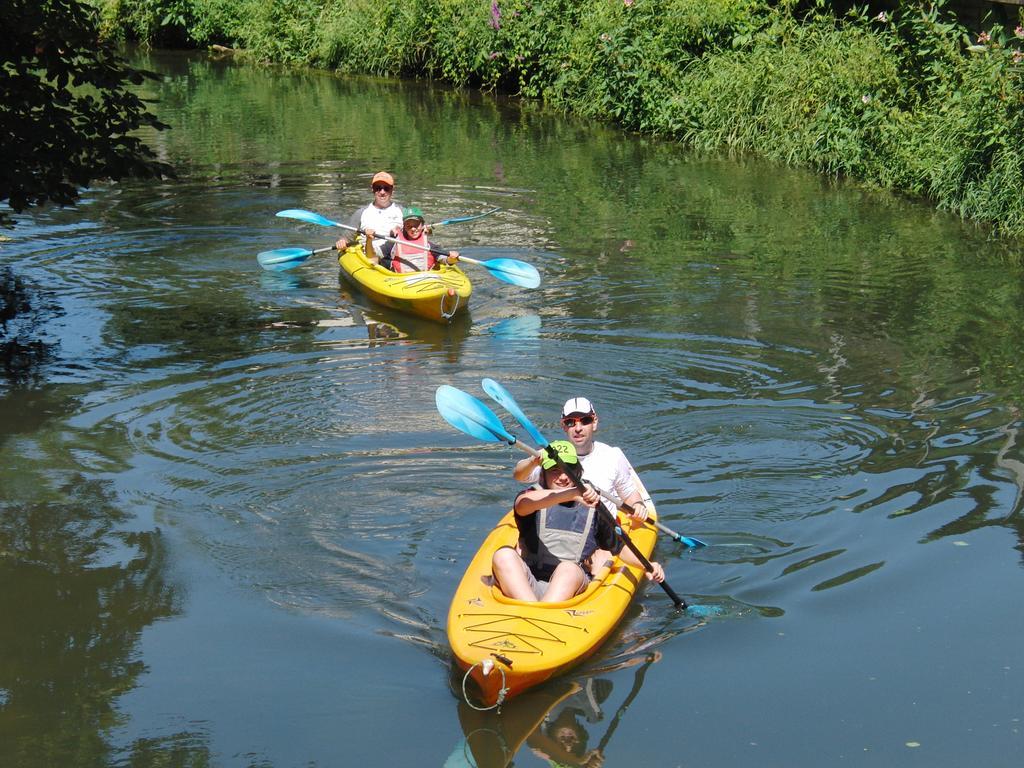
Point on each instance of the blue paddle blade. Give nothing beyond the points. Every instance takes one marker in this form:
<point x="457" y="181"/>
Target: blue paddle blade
<point x="283" y="258"/>
<point x="501" y="395"/>
<point x="307" y="216"/>
<point x="514" y="271"/>
<point x="468" y="415"/>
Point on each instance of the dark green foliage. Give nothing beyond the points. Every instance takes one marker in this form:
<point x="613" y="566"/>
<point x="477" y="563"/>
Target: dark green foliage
<point x="904" y="99"/>
<point x="67" y="108"/>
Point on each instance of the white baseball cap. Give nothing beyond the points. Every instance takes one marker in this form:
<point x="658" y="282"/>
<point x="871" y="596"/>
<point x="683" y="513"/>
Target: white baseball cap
<point x="578" y="406"/>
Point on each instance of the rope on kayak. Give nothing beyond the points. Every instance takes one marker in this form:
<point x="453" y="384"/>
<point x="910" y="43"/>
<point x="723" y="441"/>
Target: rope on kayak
<point x="502" y="692"/>
<point x="444" y="296"/>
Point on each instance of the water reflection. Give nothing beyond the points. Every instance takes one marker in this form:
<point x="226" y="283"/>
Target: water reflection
<point x="557" y="722"/>
<point x="78" y="593"/>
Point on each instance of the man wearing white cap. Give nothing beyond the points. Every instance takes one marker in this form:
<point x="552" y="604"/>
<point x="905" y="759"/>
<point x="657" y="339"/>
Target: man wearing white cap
<point x="603" y="465"/>
<point x="382" y="215"/>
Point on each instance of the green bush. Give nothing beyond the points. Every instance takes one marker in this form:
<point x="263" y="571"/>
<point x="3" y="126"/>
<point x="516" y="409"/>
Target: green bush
<point x="904" y="99"/>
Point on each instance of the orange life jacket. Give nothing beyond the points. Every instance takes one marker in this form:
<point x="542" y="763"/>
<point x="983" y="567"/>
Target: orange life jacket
<point x="404" y="251"/>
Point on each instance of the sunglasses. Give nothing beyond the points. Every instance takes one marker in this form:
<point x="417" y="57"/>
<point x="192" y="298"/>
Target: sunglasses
<point x="586" y="421"/>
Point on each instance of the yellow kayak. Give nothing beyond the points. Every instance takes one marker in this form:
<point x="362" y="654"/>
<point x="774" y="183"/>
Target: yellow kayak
<point x="437" y="295"/>
<point x="507" y="646"/>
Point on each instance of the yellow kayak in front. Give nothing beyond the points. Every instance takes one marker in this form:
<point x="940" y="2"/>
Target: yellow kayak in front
<point x="438" y="295"/>
<point x="509" y="645"/>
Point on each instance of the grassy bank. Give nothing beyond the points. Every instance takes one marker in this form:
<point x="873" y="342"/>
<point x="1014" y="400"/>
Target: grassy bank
<point x="904" y="99"/>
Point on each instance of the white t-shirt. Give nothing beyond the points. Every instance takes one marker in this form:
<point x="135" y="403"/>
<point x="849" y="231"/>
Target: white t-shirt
<point x="381" y="220"/>
<point x="606" y="467"/>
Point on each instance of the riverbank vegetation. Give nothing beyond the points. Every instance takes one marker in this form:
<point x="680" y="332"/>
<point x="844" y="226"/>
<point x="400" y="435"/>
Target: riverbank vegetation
<point x="903" y="98"/>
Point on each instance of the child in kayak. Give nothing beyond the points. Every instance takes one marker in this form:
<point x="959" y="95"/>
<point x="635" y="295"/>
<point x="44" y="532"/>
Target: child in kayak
<point x="409" y="252"/>
<point x="559" y="530"/>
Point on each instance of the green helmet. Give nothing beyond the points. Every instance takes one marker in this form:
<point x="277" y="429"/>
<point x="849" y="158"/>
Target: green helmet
<point x="565" y="451"/>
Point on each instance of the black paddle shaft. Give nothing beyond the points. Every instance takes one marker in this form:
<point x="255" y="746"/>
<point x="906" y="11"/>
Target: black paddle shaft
<point x="577" y="477"/>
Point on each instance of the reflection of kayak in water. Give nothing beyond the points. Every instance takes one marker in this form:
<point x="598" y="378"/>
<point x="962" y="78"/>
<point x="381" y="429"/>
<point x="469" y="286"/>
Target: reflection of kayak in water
<point x="551" y="719"/>
<point x="507" y="646"/>
<point x="437" y="295"/>
<point x="492" y="739"/>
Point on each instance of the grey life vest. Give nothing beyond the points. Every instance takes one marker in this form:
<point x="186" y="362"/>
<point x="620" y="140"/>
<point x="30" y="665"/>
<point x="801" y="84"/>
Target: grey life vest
<point x="562" y="534"/>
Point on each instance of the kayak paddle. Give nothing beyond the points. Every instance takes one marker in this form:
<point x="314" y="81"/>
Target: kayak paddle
<point x="502" y="396"/>
<point x="286" y="258"/>
<point x="511" y="270"/>
<point x="467" y="414"/>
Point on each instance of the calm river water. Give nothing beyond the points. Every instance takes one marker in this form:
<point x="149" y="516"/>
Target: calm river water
<point x="231" y="519"/>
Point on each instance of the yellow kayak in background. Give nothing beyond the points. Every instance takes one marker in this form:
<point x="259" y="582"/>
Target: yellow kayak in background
<point x="438" y="294"/>
<point x="507" y="646"/>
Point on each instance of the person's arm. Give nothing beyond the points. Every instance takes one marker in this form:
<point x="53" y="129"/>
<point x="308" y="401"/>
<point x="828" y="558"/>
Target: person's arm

* **Problem to work on**: Copy out the entries verbatim and leave the images out.

* **Solution for this problem**:
Point on each instance of the blue paddle blade. Give nothing beyond the points. Every instance takes one marker in this form:
<point x="457" y="181"/>
Target: blue paddle blade
<point x="283" y="258"/>
<point x="501" y="395"/>
<point x="307" y="216"/>
<point x="514" y="271"/>
<point x="468" y="415"/>
Point on each instance of the dark green foliage. Give nothing beyond the points. Every instance takes one marker in this form:
<point x="613" y="566"/>
<point x="477" y="563"/>
Target: dark green foliage
<point x="904" y="99"/>
<point x="67" y="108"/>
Point on each instance of the white baseball cap. Give nothing beyond the points. Every instance takes one marker in this form:
<point x="658" y="282"/>
<point x="871" y="596"/>
<point x="683" y="513"/>
Target: white baseball cap
<point x="578" y="406"/>
Point on each instance of the rope on kayak. Give nothing beyond the points. Every instance takes one marker in this form:
<point x="453" y="384"/>
<point x="910" y="43"/>
<point x="723" y="441"/>
Target: rope on kayak
<point x="502" y="692"/>
<point x="444" y="296"/>
Point on each instance of the water reflection. Give nothing beyond the points. Every instance takes one marker in this form:
<point x="226" y="283"/>
Target: water reflection
<point x="557" y="722"/>
<point x="78" y="593"/>
Point on each instance of the man wearing white cap. Give nothing beyond the points. Every instance takes one marker in this form:
<point x="552" y="604"/>
<point x="905" y="759"/>
<point x="657" y="339"/>
Target: man wearing white cap
<point x="603" y="465"/>
<point x="382" y="215"/>
Point on each instance of the green bush. Give nothing beyond the points. Every instance takes one marker in this form:
<point x="263" y="571"/>
<point x="3" y="126"/>
<point x="516" y="409"/>
Target: green bush
<point x="904" y="99"/>
Point on each instance of the orange life jacket. Give nothing beyond the points. Every instance takes one marker in this form:
<point x="542" y="763"/>
<point x="983" y="567"/>
Target: orange life jacket
<point x="404" y="251"/>
Point on each instance of the sunglasses. Give nothing beyond the points. Every instance takes one marker in this form:
<point x="417" y="57"/>
<point x="192" y="298"/>
Target: sunglasses
<point x="586" y="421"/>
Point on each instance of the yellow kayak. Give nothing beyond the points. Every instance takes one marker in this form:
<point x="362" y="654"/>
<point x="774" y="183"/>
Target: yellow kayak
<point x="437" y="295"/>
<point x="507" y="646"/>
Point on each instance of the yellow kayak in front. Give nothing beyond the points. Every instance takes one marker in this form:
<point x="940" y="2"/>
Target: yellow kayak in front
<point x="438" y="295"/>
<point x="509" y="645"/>
Point on each instance of the grassy bank. Give nothing beyond the points. Every instance takes one marker in this form:
<point x="873" y="342"/>
<point x="1014" y="400"/>
Target: grassy bank
<point x="904" y="99"/>
Point on each instance of the white t-shirt. Give nothing beyond the points. Every instance takes one marker in this form:
<point x="135" y="403"/>
<point x="849" y="231"/>
Target: white t-shirt
<point x="381" y="220"/>
<point x="606" y="467"/>
Point on each instance of the riverbank vegetation. Give nothing beyond the points. Every instance takes one marker in this form:
<point x="680" y="332"/>
<point x="844" y="226"/>
<point x="400" y="435"/>
Target: riverbank vegetation
<point x="903" y="98"/>
Point on each instance of the child in kayak. Give nothing beyond the points. Every instance takes one marker in this form:
<point x="959" y="95"/>
<point x="635" y="295"/>
<point x="44" y="532"/>
Target: child in kayak
<point x="409" y="252"/>
<point x="559" y="530"/>
Point on each instance of the green helmet. Give nothing beyond the points. Every instance takes one marker in this form:
<point x="277" y="429"/>
<point x="849" y="158"/>
Target: green helmet
<point x="565" y="451"/>
Point on each instance of the black paddle shaft. Give nothing beyond the points. Every instance takes one marker in this form:
<point x="255" y="746"/>
<point x="906" y="11"/>
Target: black paddle shaft
<point x="577" y="477"/>
Point on each instance of the reflection of kayak in water. Give nothing beyond the points. Every instance takes one marker in this form:
<point x="598" y="378"/>
<point x="962" y="78"/>
<point x="381" y="429"/>
<point x="469" y="286"/>
Target: reflection of kayak in water
<point x="551" y="719"/>
<point x="507" y="646"/>
<point x="437" y="295"/>
<point x="492" y="739"/>
Point on each instance of the grey life vest. Give nothing beyond the points. Every instance takes one marker in this form:
<point x="186" y="362"/>
<point x="620" y="140"/>
<point x="30" y="665"/>
<point x="801" y="84"/>
Target: grey life vest
<point x="562" y="534"/>
Point on each instance of the kayak paddle. Give nothing beyond the points. Every instance takes one marker in this form:
<point x="314" y="81"/>
Target: kayak paddle
<point x="502" y="396"/>
<point x="286" y="258"/>
<point x="511" y="270"/>
<point x="467" y="414"/>
Point on each instance of the calm river water. Give nothing beyond the points. Every instance takes one marker in this form:
<point x="149" y="516"/>
Target: calm river water
<point x="231" y="519"/>
Point on each instance of the yellow kayak in background. Give nothing beyond the points. Every instance takes one marker in this form:
<point x="259" y="582"/>
Target: yellow kayak in background
<point x="438" y="294"/>
<point x="507" y="646"/>
Point on each instance of the person's arm. Give nothing beyond the points. Every instance takes one marker in this form:
<point x="53" y="129"/>
<point x="308" y="401"/>
<point x="828" y="558"/>
Target: person's arm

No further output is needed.